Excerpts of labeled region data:

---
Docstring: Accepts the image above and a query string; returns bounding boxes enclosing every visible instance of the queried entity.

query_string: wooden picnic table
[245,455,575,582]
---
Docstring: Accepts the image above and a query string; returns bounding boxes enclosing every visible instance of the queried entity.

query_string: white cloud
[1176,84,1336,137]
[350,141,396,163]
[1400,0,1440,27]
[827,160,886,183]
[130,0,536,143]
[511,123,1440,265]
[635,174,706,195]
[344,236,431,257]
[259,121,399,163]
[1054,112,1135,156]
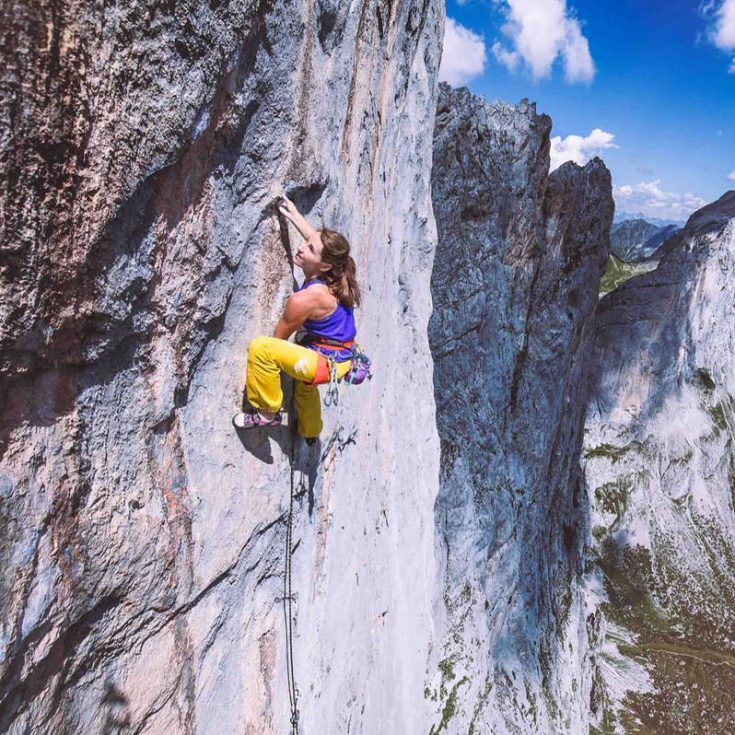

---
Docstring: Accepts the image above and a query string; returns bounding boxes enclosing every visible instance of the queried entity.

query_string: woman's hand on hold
[278,194,300,222]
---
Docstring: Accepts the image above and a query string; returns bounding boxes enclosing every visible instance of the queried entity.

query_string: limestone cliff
[584,191,735,735]
[0,0,443,734]
[427,85,613,733]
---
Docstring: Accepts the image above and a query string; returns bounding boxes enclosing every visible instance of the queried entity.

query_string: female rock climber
[233,196,360,440]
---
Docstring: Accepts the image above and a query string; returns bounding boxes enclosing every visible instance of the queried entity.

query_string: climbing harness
[324,358,339,406]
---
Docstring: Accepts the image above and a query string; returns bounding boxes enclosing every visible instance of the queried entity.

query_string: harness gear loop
[324,358,339,406]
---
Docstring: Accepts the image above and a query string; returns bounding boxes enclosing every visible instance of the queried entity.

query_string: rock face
[0,0,443,734]
[427,85,613,733]
[610,219,681,263]
[584,191,735,735]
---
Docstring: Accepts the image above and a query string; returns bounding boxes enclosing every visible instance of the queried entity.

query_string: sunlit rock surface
[0,0,444,735]
[584,191,735,735]
[427,85,613,735]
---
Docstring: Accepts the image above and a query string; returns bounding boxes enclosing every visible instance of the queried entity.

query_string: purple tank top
[299,278,357,360]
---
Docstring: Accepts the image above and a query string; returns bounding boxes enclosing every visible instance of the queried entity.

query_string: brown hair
[320,229,360,308]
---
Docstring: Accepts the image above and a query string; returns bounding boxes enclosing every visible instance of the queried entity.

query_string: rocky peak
[429,85,613,732]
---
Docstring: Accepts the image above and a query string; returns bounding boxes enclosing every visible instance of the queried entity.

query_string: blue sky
[442,0,735,219]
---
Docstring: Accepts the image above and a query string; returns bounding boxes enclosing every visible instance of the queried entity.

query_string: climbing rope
[283,432,299,735]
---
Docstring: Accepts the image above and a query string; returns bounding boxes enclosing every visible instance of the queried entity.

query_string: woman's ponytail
[321,229,360,308]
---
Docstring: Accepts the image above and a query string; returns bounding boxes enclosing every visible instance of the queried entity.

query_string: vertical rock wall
[584,191,735,735]
[0,0,443,733]
[427,85,613,733]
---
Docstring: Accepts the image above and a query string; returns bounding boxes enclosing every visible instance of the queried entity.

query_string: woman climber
[233,196,360,440]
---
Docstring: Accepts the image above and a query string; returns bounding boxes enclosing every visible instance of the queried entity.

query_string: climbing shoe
[232,411,283,429]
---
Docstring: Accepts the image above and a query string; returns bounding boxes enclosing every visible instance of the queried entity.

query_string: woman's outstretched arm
[273,289,318,339]
[278,194,316,240]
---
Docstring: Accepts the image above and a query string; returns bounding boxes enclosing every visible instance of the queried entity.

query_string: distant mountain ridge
[610,219,681,263]
[613,210,685,227]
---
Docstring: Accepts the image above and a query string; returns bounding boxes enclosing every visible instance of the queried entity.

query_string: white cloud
[439,18,487,87]
[702,0,735,74]
[613,179,707,220]
[492,0,596,82]
[550,128,620,171]
[713,0,735,51]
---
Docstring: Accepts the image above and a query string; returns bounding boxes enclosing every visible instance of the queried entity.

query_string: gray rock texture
[427,85,613,733]
[610,219,681,263]
[0,0,444,735]
[584,191,735,735]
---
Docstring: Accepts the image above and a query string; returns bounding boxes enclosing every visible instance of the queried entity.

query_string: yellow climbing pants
[245,337,350,439]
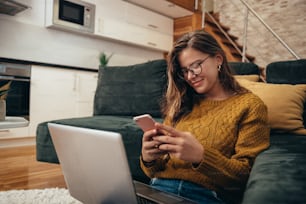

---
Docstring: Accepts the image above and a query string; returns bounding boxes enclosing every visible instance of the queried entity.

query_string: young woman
[141,31,269,203]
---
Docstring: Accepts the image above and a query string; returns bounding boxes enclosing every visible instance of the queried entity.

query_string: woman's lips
[191,79,204,87]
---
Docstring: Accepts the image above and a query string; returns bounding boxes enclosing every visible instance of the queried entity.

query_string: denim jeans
[151,178,223,204]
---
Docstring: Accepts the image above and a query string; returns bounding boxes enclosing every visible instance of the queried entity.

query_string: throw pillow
[238,79,306,135]
[94,60,167,117]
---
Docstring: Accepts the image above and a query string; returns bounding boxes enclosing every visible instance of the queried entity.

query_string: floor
[0,146,66,191]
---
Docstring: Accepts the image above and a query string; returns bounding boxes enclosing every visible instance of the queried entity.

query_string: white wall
[0,0,163,69]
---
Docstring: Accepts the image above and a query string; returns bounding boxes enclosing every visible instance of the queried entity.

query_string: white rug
[0,188,81,204]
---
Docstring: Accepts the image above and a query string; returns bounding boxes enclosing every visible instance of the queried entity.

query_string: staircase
[174,12,255,62]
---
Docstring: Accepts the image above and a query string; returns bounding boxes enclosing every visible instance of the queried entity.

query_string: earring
[218,64,221,72]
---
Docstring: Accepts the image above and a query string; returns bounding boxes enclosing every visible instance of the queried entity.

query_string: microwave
[46,0,96,33]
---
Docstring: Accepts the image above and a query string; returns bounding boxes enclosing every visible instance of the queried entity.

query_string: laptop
[48,123,192,204]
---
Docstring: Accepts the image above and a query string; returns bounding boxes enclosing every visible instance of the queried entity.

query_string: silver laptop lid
[48,123,137,203]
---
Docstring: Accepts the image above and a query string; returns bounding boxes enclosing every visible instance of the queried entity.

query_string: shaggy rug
[0,188,82,204]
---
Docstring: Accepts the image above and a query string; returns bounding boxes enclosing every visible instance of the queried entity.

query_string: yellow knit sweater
[141,93,270,201]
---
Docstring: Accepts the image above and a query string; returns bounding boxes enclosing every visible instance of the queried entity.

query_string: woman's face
[178,48,222,96]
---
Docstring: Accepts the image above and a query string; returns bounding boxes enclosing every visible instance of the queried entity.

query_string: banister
[240,0,300,59]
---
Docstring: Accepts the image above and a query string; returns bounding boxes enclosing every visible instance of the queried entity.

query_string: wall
[215,0,306,67]
[0,0,163,69]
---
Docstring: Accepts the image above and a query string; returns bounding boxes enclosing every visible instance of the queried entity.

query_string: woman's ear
[215,54,223,65]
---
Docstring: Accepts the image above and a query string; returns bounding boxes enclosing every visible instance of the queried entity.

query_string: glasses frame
[178,55,210,80]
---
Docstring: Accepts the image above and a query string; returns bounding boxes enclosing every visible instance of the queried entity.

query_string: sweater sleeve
[195,100,270,190]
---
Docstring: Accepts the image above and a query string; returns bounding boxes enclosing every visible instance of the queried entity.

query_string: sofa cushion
[36,116,162,182]
[266,59,306,127]
[94,60,167,117]
[242,134,306,204]
[238,80,306,135]
[266,59,306,84]
[228,62,260,76]
[234,74,260,82]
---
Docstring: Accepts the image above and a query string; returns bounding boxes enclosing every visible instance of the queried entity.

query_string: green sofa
[36,60,306,203]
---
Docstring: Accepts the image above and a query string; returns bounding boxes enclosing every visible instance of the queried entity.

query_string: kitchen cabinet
[29,65,98,135]
[0,127,29,139]
[95,0,173,51]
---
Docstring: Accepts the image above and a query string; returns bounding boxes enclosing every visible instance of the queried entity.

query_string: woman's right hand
[141,129,166,162]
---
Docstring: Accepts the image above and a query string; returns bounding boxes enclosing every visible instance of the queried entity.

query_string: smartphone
[133,114,155,132]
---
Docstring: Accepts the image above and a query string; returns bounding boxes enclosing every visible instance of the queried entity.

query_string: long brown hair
[162,30,247,125]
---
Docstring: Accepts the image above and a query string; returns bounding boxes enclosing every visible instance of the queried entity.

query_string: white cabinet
[0,127,31,139]
[30,66,98,135]
[95,0,173,51]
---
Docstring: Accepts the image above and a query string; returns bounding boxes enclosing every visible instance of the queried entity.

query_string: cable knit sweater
[141,93,270,202]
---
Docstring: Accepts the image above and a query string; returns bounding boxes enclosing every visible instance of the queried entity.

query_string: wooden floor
[0,146,66,191]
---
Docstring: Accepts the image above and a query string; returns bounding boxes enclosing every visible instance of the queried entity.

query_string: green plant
[99,52,113,66]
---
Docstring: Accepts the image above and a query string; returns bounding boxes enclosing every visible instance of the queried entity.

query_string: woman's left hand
[153,123,204,163]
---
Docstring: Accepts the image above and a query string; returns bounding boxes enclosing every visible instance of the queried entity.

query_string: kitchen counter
[0,116,29,129]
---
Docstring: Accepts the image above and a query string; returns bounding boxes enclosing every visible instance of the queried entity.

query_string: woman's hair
[162,30,247,125]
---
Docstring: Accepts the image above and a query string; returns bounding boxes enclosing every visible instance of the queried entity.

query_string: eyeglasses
[178,56,210,79]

- **The request**: Report how many lines of the material above contain the string "cabinet", counting only case-sensitive matches. Reply with the number alone.

- **Full output**: 2